EXERCISE PASSAGE:
- Opening Delimiter -

Jul 13, 2020
On March 21, as the coronavirus was spreading like wildfire in the U.S., the Trump administration declared that it would effectively shut the borders to migrants and asylum seekers, because of the “serious danger” of infection coming from abroad.
This was already a baldfaced lie in March, since the outbreak was much worse in the U.S. than it was in any of the Central American countries most migrants were coming from. The declaration was one more excuse Trump used to blame migrants for bringing the disease here.
Reality has been just the opposite of what the administration claimed. After it closed the border, ICE warehoused migrants in crowded jails where social distancing is impossible. It then deported thousands back to Central America, without giving most of them tests. Of course, many of these deportees were infected, spreading the disease to Central America.
The numbers of people with COVID-19 being deported to the Central American country of Guatemala reached such proportions that it put a limit on how many deportees it would accept back from the U.S. From 4,000 people a month, Guatemala is now only accepting 400 a month—meaning thousands of migrants are stuck in ICE jails where the virus is spreading rapidly. One told the Miami Herald: “Me and so many Guatemalans have been ready; we are dying to get deported at this point. If not, we’ll end up dying behind these bars instead.”

- Closing Delimiter -

SUPPLIED ENTRIES:
- Opening Delimiter -

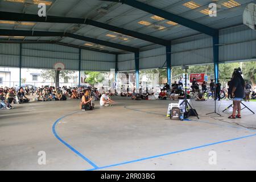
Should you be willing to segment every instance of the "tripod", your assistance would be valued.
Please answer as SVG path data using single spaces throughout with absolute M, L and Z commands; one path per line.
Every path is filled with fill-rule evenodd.
M 180 106 L 181 106 L 181 105 L 183 104 L 183 103 L 185 102 L 185 111 L 187 111 L 187 109 L 188 107 L 188 106 L 189 106 L 189 107 L 191 109 L 192 109 L 192 110 L 193 111 L 193 113 L 194 113 L 194 114 L 196 116 L 196 117 L 197 118 L 197 119 L 199 119 L 199 117 L 198 117 L 198 114 L 197 113 L 196 113 L 195 111 L 195 110 L 193 109 L 193 107 L 191 106 L 191 105 L 189 104 L 189 103 L 188 102 L 188 101 L 187 100 L 187 75 L 188 74 L 187 73 L 187 68 L 186 68 L 185 69 L 185 97 L 184 97 L 184 100 L 183 101 L 182 101 L 182 102 L 180 104 Z
M 253 113 L 253 114 L 255 114 L 254 111 L 253 111 L 251 109 L 250 109 L 250 108 L 249 108 L 247 106 L 246 106 L 243 102 L 241 102 L 241 104 L 242 104 L 245 107 L 243 107 L 243 109 L 241 109 L 241 110 L 243 110 L 243 109 L 247 108 L 249 110 L 250 110 L 251 113 Z M 225 109 L 224 110 L 222 110 L 222 113 L 225 112 L 225 111 L 226 111 L 226 110 L 228 110 L 229 107 L 233 107 L 233 104 L 230 104 L 228 107 L 226 107 L 226 109 Z
M 216 81 L 216 80 L 217 81 L 219 79 L 223 79 L 223 78 L 214 78 L 213 79 L 214 81 Z M 216 81 L 217 82 L 217 81 Z M 218 90 L 219 91 L 219 90 Z M 221 116 L 221 115 L 220 113 L 218 113 L 216 111 L 216 100 L 217 100 L 217 92 L 216 92 L 216 85 L 214 85 L 214 111 L 213 112 L 211 112 L 209 113 L 207 113 L 205 114 L 206 115 L 208 114 L 217 114 L 220 116 Z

- Closing Delimiter -

WHAT YOU ARE ASKED TO DO: Proceed with the passage on deportations of migrants during the coronavirus outbreak, picking up after its final sentence.

EXPECTED ANSWER:
Guatemala also began testing deportees when they arrived, refusing to accept people who test positive. One immigration lawyer reported that four people deported to Guatemala the last week of June tested positive, so Guatemala refused them entry. They were then flown back to the U.S., where, instead of treating them, ICE tried to deport them to Guatemala again a few days later!
The U.S. government, led by Trump, is quick to point fingers at others in all situations. But this blaming of migrants for allowing the virus to spread unchecked when they are its worst victims is even more deplorable than usual.